Short exercise
Copy out the entries below with every "Labeling batch C" replaced by "Labeling batch D" and nothing else changed. Leave out the pictures.
#### The input
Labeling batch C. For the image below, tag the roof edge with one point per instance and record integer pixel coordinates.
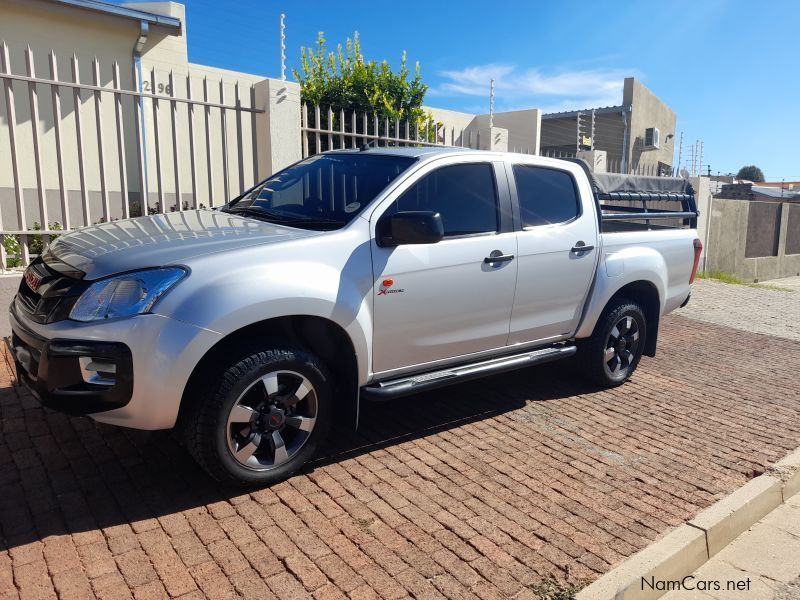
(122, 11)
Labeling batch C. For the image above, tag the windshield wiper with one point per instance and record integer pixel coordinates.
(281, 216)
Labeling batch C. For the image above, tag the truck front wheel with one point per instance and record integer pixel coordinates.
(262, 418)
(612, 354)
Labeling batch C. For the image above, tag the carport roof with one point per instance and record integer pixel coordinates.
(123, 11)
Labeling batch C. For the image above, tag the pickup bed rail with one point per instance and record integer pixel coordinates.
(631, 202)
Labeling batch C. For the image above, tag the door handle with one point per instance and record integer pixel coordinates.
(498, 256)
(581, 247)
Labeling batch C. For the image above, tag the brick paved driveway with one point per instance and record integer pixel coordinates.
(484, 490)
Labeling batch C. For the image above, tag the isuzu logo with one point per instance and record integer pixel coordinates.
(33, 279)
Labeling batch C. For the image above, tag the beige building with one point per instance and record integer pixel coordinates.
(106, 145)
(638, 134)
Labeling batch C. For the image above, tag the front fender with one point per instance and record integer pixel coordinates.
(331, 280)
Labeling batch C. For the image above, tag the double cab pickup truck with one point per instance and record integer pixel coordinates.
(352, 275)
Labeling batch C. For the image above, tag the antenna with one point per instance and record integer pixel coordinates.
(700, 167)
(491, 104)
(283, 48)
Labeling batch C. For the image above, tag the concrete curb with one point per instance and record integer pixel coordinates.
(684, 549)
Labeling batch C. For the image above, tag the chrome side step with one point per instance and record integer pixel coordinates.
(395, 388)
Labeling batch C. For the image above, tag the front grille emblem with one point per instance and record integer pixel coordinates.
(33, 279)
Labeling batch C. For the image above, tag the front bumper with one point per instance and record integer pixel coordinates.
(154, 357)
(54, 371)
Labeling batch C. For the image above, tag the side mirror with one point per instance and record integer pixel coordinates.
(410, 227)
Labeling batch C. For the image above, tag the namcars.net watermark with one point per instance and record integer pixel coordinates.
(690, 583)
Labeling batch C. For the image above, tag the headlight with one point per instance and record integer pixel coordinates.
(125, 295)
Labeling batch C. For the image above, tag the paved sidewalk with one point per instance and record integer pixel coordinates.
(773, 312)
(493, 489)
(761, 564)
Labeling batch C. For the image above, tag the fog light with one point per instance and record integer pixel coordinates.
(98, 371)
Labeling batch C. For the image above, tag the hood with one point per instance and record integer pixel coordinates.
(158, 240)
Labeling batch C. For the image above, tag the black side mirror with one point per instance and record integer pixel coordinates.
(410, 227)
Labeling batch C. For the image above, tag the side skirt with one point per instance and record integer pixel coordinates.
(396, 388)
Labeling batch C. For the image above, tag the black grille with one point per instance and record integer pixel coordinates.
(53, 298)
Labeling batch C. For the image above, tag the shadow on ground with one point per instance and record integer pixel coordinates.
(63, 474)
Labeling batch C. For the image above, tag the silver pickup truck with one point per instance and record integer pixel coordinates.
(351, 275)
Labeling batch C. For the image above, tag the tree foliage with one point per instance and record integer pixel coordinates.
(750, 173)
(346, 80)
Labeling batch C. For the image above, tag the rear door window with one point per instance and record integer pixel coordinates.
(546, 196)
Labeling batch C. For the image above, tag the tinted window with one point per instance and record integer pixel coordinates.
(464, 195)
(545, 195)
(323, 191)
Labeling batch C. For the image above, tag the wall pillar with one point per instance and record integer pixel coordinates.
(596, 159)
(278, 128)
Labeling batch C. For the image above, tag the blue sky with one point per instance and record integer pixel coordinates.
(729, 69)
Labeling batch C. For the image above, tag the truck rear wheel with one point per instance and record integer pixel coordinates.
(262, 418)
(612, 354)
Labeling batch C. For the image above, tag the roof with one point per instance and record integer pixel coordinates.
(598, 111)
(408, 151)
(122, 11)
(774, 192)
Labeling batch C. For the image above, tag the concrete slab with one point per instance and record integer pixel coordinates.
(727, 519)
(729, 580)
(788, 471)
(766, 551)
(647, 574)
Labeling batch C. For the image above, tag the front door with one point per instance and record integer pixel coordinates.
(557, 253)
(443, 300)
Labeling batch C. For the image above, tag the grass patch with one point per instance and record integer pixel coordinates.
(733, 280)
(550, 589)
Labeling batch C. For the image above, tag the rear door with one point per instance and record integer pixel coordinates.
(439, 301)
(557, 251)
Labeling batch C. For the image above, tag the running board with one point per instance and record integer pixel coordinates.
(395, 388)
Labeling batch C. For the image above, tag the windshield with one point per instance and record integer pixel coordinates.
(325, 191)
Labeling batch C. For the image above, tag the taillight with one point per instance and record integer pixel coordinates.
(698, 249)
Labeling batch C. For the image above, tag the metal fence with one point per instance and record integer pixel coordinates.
########
Answer for the task
Labeling batch D. For the image below, tag the roof edge with one point per instance and record integer pixel coordinates.
(122, 11)
Labeling batch D. For the image above, tag the windshield wiper with one point per instance and record integer pixel coordinates.
(281, 216)
Labeling batch D. For the image above, tag the truck front wheel with one point per instance and record integer pixel coordinates.
(262, 418)
(612, 354)
Labeling batch D. For the image above, tag the carport roof with one point per instance and record integer pixel coordinates.
(123, 11)
Labeling batch D. For the image above, tag the pickup bed rail with one point per instance and record integer pixel coordinates.
(631, 202)
Labeling batch D. For the image above, tag the door handle with one point per instance and record integer pixel coordinates.
(498, 256)
(581, 247)
Labeling batch D. For the image above, tag the brick paved driveway with one point per instance and record integer pixel coordinates.
(484, 490)
Labeling batch D. For the image above, tag the isuzu logo with one point per instance and record integer pixel coordinates.
(33, 279)
Labeling batch D. For the image above, tag the beige building with one point per instance and record integer pixel coordinates.
(106, 145)
(638, 134)
Labeling batch D. For the image above, tag the front fender with one point per instance and record integer pixel coordinates.
(331, 280)
Labeling batch D. For the image above, tag the double cab pickup truck with one point per instance and record integer pixel coordinates.
(352, 275)
Labeling batch D. For the image above, tag the antenna with one point per instance and record integer pixel coordinates.
(700, 167)
(491, 104)
(283, 48)
Labeling batch D. For the image above, tag the concrete curb with one point per instance and record integer pixel coordinates.
(684, 549)
Labeling batch D. For the image above, tag the chrome side step with one point per instance and record integer pixel coordinates.
(395, 388)
Labeling batch D. For the image above, tag the front grille emblem with one point per instance and record integer pixel coordinates.
(33, 279)
Labeling batch D. For the image above, tag the front bumper with one point per instance and record integer pixel coordinates.
(154, 357)
(54, 371)
Labeling batch D. For the image above, tag the side mirror with one point per instance and record integer pixel coordinates.
(410, 227)
Labeling batch D. For the image above, tag the namcars.net watermark with one point per instance and record integer pixel coordinates.
(690, 583)
Labeling batch D. For the image above, tag the headlight with one point per instance and record integer pixel coordinates.
(125, 295)
Labeling batch D. For the image above, tag the paved sidewalk with one point per instance and record integer pixel coordinates.
(773, 312)
(493, 489)
(761, 564)
Labeling batch D. For the image above, tag the fog light with one point per instance and record integer pixel coordinates.
(98, 371)
Labeling batch D. For the image above, tag the hood with one point per instance and record integer pixel coordinates.
(158, 240)
Labeling batch D. For the image above, tag the black side mirror with one point per instance and record integer pixel coordinates.
(410, 227)
Labeling batch D. For the image above, tag the side skirt with one point per instance and record integer pixel coordinates.
(396, 388)
Labeling batch D. For the image above, tag the black grille with one point per instance and record integer pixel coordinates.
(53, 298)
Labeling batch D. For the image above, tag the shadow on ground with one point per instance and record integer pixel coordinates.
(63, 474)
Labeling batch D. For the image above, tag the silver pickup truck with one point per instance and record integer pixel coordinates.
(351, 275)
Labeling batch D. For the image above, tag the tree foliage with one point per instance and record integer pixel coordinates.
(750, 173)
(346, 80)
Labeling batch D. For the image above, tag the rear door window with one point per instance and record integer pixel coordinates.
(546, 196)
Labeling batch D. For the image above, tag the tinted window with one point per instance and record integer pixel coordinates.
(464, 195)
(545, 195)
(323, 191)
Labeling batch D. For the image above, tag the wall pillar with one point per instance and record integer pixel coordinates.
(596, 159)
(278, 128)
Labeling batch D. For the image above, tag the blue sky with one point per instance and record integer pixel coordinates.
(729, 69)
Labeling batch D. For the image above, tag the truck rear wheel with one point per instance and record integer pixel coordinates.
(262, 418)
(612, 354)
Labeling batch D. For the image above, tag the roof with one point per instance and record integer pixel coordinates.
(598, 111)
(408, 151)
(122, 11)
(774, 192)
Labeling batch D. For the image above, tag the concrete slab with one point per instance and record integer pixel coordinates.
(727, 519)
(729, 580)
(788, 471)
(766, 551)
(647, 574)
Labeling batch D. For the image above, tag the front door with one point per instance and record integer pixel coordinates.
(557, 253)
(443, 300)
Labeling batch D. For the image above, tag the grass patch with one point per instance and record integer pixel coordinates.
(733, 280)
(550, 589)
Labeling batch D. For the image above, tag the rear door with one point per instance and record integer pixel coordinates.
(439, 301)
(557, 251)
Labeling batch D. For the image above, tag the running board with one point per instance and record integer pixel coordinates.
(395, 388)
Labeling batch D. For the image above, tag the windshield with one point per instance and record integer pixel coordinates.
(325, 191)
Labeling batch D. For the image above, tag the taillight with one point per instance and record integer pixel coordinates.
(698, 249)
Labeling batch D. For the image above, tag the metal fence with one point per instance and record integer pixel coordinates.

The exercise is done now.